Re: Incremental recognition, Unobtrusive response from Jim Barnett on 2016-11-16 (public-voiceinteraction@w3.org from November 2016)

From: Jim Barnett <1jhbarnett@gmail.com>
Date: Wed, 16 Nov 2016 07:37:46 -0500
To: public-voiceinteraction@w3.org
Message-ID: <717689ea-ba4f-af43-1443-7f813b33f07e@gmail.com>
If the facial recognition system is separate from the VXML interpreter, 
it isn't sufficient to have only partial recognition results.  External 
systems need to be able to send asynchronous events to the VXML 
interpreter.  This will be necessary in many multi-modal contexts.  
That's why we put an external events module in VoiceXML 3 
https://www.w3.org/TR/2010/WD-voicexml30-20101216/#ExternalCommunicationModule. 
(It was one of the many features that made V3 too ambitious and too 
complicated to complete.)

## Extracted material
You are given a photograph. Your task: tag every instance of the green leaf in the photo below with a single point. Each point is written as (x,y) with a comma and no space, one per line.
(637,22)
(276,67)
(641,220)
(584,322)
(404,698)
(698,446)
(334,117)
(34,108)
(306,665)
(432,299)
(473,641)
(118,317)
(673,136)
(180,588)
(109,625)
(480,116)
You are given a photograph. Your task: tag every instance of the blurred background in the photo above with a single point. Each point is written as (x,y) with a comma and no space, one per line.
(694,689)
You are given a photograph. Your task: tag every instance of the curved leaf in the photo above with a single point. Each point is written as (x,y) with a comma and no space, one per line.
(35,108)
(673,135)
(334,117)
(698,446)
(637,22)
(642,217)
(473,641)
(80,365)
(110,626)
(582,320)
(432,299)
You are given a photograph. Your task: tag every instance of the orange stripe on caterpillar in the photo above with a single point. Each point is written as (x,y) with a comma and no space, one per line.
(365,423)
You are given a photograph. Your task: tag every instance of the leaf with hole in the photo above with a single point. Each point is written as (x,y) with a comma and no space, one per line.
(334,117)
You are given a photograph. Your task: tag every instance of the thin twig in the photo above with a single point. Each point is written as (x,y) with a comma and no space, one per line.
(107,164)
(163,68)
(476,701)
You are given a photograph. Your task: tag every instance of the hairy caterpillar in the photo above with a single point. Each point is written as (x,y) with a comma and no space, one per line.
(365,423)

--

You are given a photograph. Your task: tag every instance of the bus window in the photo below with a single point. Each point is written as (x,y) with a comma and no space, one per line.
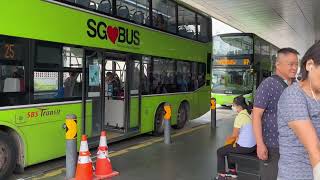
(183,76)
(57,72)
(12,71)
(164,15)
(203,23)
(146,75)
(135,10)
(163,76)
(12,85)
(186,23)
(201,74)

## Aim of the task
Carry on the mailing-list reply about sending external events to a VoiceXML interpreter, starting after its last sentence. The listing is separate material, unrelated to the mailing-list reply about VoiceXML.

## Reply
It would be interesting to see how those asynchronous events from the 
facial recognition system would interact with the partial recognition 
events.  For one thing, it might be necessary to change the recognition 
grammar on the fly.  In that case, would we want to keep the existing 
partial results, and use the new grammar only for new results?  Then we 
might end up with a final result that didn't match either grammar.  So 
perhaps we would have to go back and re-run recognition from the beginning.

- Jim

On 11/16/2016 3:56 AM, David Pautler wrote:
> Thank you, Deborah and Dirk.
>
> Here's a use case: An embodied conversational agent whose purpose is 
> to develop greater and greater engagement with a user by encouraging 
> the user to talk about their current life, and which /*mirrors*/ user 
> affect as detected from prosody and facial expressions through either 
> its own facial expressions or unobtrusive speech such as "uh huh" or 
> "eww".
>
> The MACH system does mirroring as part of its role as a virtual 
> interviewer (http://hoques.com/MACH.htm). I believe the SARA system by 
> Justine Cassell's group at CMU does also 
> (http://articulab.hcii.cs.cmu.edu/projects/sara/). They both appear to 
> use bespoke solutions for integrating the incremental recognition 
> results and for driving their responses that are unobtrusive (i.e. 
> they don't take the floor from the user).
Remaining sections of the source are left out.